Tasks to perform -
(1) Please rewrite the stretch of the passage on supercentenarian immune cells from "With immunotherapy in" through "Aging, wrote in an email.", changing "tumors" to "cancer cells".
(2) In the passage on supercentenarian immune cells, which cytokine does Gress suppose is most likely driving the CD4 CTLs?
(3) List every person named in the passage on supercentenarian immune cells.

━━━━━ Text for analysis ━━━━━

Future research priorities include understanding the molecular mechanisms of how the cells increased in supercentenarians and characterizing their functions such as antigen specificity and cytokine production, lead author Kosuke Hashimoto wrote in an email.

Therapeutic Potential

The research ranks high in terms of scientific interest, said Dr. Ron Gress, chief of the experimental transplantation and immunotherapy branch in the National Cancer Institute’s Center for Cancer Research in Bethesda, Md.

“In terms of therapeutic potential, it’s an unknown yet,” Gress said. “We don’t know the specificity of these [CD4 CTLs.] We don’t know their biological role.”

“We need to understand better the cytotoxic or killing potential of these cells,” he said. “We need to understand what’s driving them. I’m supposing it’s most likely IL- [Interleukin]15 that’s driving them, but I don’t know that.”

“In order to have that kind of [cellular] expansion, a person needs to have a supporting cytokine. That, in other T-cells, is generally IL-15,” Gress said.  

“What’s different about this paper is apparently after 100 we expand CD4 cytotoxic cells, which otherwise stay at relatively low frequency in the T-cell population. It means there’s something about the homeostasis of these cells that changes when we go over 100” or at another point in the aging process, which is still unclear, he said.  

With immunotherapy in cancer treatment, for example, it’s now possible to genetically modify T- cells to kill targets such as tumors, Gress pointed out. Such personalized T-cell engineering is still relatively new and can be used in CAR.T-cell therapy, or chimeric antigen receptor T-cell therapy. CAR T-cell therapy is FDA-approved for the treatment of some leukemias and lymphomas and is available through clinical trials.

Excitement and Practical Questions

The research “provides a rare snapshot into the circulating immune systems” of supercentenarians, Dr. Dan Winer, associate professor at the Buck Institute for Research on Aging, wrote in an email.  

“This work is exciting in that it highlights CD4 CTLs [cytotoxic T lymphocytes] as protective immune cells that potentially facilitate healthy aging and increased lifespan,” he wrote.

━━━━━ Extracted data ━━━━━

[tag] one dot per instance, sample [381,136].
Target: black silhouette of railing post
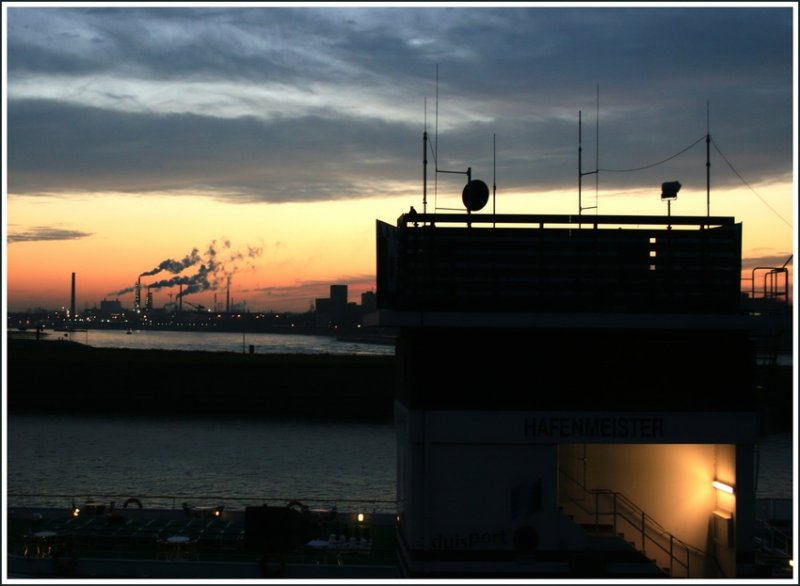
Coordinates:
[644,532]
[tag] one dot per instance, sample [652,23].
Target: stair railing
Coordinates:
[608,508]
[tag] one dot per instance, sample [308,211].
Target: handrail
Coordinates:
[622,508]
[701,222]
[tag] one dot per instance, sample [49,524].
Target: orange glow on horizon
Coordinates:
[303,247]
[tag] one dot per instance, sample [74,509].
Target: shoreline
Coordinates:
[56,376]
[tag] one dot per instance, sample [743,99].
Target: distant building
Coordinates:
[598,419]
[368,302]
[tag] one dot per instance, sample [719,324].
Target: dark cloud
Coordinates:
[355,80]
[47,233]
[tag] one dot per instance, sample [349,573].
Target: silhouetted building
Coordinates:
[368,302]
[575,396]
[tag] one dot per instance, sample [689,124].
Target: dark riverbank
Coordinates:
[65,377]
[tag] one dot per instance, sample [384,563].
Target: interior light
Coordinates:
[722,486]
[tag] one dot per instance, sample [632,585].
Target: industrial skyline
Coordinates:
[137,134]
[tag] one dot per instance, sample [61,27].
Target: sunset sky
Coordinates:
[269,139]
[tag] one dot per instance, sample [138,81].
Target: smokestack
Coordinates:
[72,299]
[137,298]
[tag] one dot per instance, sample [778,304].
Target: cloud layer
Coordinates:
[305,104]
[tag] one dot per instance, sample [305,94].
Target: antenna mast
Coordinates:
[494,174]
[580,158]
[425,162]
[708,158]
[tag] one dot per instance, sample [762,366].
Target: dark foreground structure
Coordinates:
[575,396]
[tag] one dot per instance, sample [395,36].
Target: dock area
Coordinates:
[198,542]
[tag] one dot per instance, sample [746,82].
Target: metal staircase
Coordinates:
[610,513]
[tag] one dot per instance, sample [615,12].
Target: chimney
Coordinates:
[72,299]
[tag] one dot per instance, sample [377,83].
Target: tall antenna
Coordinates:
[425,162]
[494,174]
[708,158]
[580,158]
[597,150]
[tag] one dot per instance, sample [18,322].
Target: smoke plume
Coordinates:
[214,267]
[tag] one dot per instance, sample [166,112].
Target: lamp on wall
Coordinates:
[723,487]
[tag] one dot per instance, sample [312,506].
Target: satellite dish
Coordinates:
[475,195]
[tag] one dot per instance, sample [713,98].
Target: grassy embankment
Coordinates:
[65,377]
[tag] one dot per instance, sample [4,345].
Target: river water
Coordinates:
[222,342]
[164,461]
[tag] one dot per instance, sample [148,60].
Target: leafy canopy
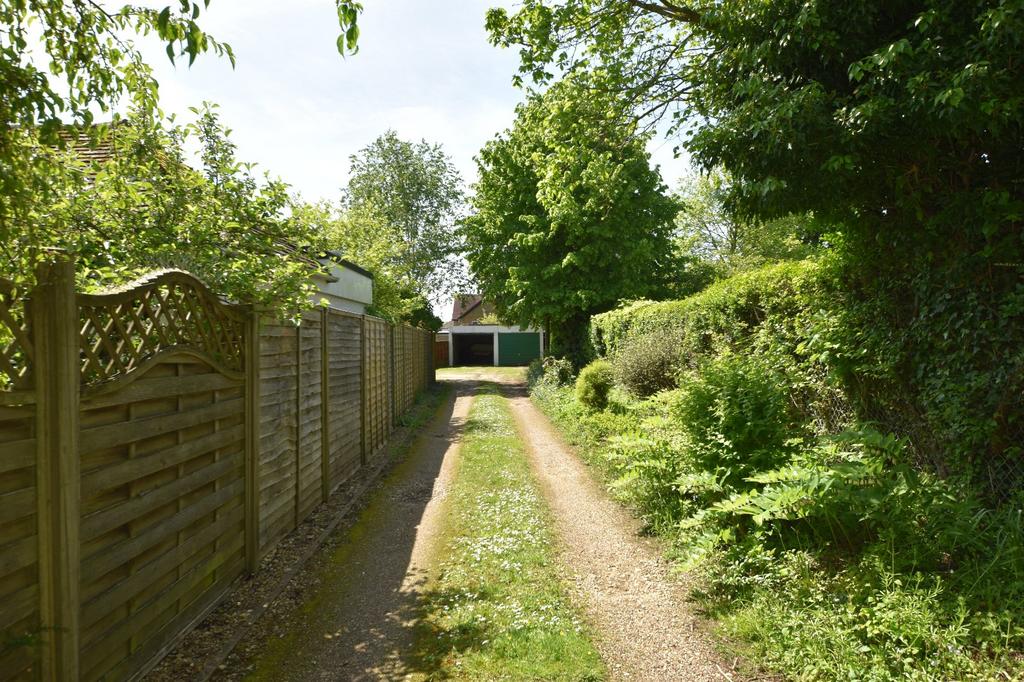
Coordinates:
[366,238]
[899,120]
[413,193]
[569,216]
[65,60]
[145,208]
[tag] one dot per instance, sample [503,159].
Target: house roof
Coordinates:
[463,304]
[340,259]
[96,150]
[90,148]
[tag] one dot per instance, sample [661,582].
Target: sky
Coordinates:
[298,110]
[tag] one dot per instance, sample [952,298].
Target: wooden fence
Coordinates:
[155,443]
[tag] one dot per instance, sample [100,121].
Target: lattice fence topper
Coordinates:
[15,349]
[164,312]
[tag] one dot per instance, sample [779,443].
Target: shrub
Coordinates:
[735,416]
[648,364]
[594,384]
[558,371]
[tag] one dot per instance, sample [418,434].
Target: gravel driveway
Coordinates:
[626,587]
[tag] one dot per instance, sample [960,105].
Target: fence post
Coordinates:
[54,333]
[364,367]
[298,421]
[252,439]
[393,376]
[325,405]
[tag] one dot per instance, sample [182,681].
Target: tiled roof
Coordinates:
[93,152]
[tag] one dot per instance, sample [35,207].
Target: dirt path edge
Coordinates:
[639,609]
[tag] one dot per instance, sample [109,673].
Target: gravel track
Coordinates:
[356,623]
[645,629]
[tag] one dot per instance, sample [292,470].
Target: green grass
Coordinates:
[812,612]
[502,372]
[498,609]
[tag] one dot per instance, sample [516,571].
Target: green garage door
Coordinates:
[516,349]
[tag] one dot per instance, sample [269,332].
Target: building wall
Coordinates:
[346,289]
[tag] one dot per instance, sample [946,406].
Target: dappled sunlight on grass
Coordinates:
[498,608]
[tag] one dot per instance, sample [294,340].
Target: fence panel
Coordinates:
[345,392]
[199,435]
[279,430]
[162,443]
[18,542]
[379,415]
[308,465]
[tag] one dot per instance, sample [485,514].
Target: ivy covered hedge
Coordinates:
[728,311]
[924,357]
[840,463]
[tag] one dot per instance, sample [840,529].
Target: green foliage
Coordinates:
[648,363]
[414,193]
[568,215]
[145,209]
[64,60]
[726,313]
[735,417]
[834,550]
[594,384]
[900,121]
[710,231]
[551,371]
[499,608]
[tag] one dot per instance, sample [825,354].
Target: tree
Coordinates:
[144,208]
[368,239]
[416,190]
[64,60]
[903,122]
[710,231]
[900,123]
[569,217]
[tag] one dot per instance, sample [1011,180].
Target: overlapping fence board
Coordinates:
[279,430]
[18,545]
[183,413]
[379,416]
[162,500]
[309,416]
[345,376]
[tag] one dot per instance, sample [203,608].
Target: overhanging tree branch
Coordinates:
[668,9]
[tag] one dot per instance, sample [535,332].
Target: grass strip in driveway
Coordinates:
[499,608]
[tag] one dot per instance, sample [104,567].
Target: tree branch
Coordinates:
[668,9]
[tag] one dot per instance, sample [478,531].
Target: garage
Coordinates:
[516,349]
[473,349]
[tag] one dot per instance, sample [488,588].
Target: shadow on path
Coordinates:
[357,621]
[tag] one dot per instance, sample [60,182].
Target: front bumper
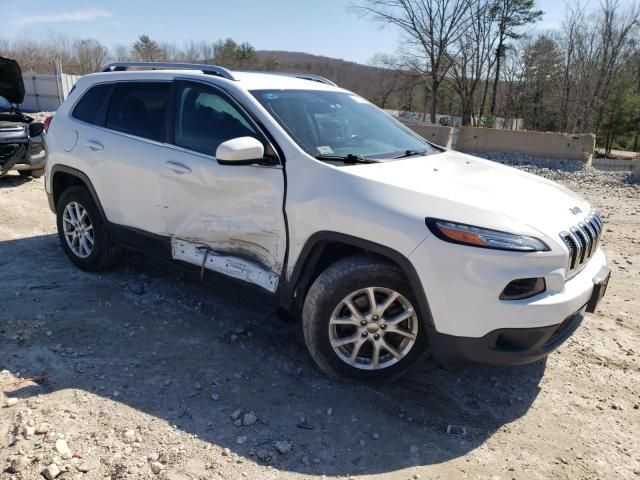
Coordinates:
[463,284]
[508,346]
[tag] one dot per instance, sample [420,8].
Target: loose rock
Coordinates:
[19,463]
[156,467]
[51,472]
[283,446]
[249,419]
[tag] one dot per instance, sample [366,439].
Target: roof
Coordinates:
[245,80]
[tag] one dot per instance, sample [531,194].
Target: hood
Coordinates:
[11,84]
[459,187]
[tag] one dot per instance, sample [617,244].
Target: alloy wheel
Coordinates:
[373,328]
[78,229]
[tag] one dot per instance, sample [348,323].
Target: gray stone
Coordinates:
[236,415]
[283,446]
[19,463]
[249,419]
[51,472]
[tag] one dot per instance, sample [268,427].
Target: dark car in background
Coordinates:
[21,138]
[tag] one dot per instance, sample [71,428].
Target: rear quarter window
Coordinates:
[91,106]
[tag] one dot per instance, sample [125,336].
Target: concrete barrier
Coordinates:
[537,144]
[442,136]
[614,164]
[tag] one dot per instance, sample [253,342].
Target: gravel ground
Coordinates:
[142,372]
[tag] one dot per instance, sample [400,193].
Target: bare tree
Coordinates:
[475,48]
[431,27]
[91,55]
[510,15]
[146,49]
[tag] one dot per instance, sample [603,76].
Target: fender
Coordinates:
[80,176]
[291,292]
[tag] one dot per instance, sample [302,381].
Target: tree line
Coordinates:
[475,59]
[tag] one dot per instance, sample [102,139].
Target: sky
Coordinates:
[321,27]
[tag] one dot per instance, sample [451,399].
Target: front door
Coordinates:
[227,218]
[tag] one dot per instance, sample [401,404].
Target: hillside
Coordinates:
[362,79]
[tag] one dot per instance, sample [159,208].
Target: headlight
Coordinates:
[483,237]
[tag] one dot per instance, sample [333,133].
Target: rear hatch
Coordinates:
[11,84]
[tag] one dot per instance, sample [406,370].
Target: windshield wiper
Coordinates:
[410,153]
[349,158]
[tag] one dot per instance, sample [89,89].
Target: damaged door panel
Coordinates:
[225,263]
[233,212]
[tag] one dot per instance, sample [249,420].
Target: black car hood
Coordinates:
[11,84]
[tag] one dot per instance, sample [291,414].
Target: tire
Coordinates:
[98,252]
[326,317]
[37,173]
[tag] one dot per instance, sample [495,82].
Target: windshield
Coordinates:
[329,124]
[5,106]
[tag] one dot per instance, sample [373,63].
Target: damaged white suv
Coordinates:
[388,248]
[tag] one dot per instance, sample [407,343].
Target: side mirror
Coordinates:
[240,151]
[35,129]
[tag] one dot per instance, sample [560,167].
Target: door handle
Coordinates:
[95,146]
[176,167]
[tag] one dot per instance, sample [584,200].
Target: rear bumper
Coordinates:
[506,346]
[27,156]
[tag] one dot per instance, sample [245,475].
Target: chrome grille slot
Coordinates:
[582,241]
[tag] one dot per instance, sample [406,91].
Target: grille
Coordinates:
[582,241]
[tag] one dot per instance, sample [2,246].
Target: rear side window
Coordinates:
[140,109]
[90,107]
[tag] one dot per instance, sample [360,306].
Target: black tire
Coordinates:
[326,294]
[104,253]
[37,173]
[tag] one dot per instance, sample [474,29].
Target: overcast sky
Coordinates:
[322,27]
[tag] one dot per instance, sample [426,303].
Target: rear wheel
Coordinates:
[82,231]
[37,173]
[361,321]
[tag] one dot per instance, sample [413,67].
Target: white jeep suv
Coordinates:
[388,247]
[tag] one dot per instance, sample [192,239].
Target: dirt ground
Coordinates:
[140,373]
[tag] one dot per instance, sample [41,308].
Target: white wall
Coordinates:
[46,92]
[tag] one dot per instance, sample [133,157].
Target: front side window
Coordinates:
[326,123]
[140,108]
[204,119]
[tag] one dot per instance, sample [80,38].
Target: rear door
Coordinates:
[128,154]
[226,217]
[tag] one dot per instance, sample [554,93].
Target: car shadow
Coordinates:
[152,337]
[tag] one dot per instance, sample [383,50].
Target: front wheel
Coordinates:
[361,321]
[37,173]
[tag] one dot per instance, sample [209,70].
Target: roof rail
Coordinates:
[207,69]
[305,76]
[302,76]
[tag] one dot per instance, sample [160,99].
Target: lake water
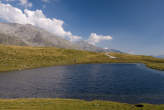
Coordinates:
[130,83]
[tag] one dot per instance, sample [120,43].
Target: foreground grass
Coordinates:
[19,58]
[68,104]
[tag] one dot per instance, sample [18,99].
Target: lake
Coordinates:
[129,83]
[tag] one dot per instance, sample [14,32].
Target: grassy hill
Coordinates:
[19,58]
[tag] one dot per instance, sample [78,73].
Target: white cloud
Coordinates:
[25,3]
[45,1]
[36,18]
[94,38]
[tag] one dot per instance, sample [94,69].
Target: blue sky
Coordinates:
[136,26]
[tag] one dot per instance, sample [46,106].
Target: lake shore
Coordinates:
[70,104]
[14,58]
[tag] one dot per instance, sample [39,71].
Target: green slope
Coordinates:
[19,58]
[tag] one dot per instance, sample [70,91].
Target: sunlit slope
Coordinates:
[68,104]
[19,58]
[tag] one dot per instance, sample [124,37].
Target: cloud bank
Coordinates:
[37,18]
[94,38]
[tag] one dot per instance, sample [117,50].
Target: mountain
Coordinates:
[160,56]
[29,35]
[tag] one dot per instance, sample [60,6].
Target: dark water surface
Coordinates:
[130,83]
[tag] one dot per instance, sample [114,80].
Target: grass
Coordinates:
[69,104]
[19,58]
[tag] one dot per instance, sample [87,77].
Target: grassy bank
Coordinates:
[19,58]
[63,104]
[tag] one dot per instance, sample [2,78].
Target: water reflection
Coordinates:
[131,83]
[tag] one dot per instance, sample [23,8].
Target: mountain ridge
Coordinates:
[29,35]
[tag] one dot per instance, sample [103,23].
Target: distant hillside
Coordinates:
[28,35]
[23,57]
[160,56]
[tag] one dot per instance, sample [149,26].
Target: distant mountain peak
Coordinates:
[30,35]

━━━━━

Exercise answers -
(1)
With immunotherapy in cancer treatment, for example, it’s now possible to genetically modify T- cells to kill targets such as cancer cells, Gress pointed out. Such personalized T-cell engineering is still relatively new and can be used in CAR.T-cell therapy, or chimeric antigen receptor T-cell therapy. CAR T-cell therapy is FDA-approved for the treatment of some leukemias and lymphomas and is available through clinical trials.

Excitement and Practical Questions

The research “provides a rare snapshot into the circulating immune systems” of supercentenarians, Dr. Dan Winer, associate professor at the Buck Institute for Research on Aging, wrote in an email.

(2) IL-15 (Interleukin 15)

(3)
Kosuke Hashimoto
Ron Gress
Dan Winer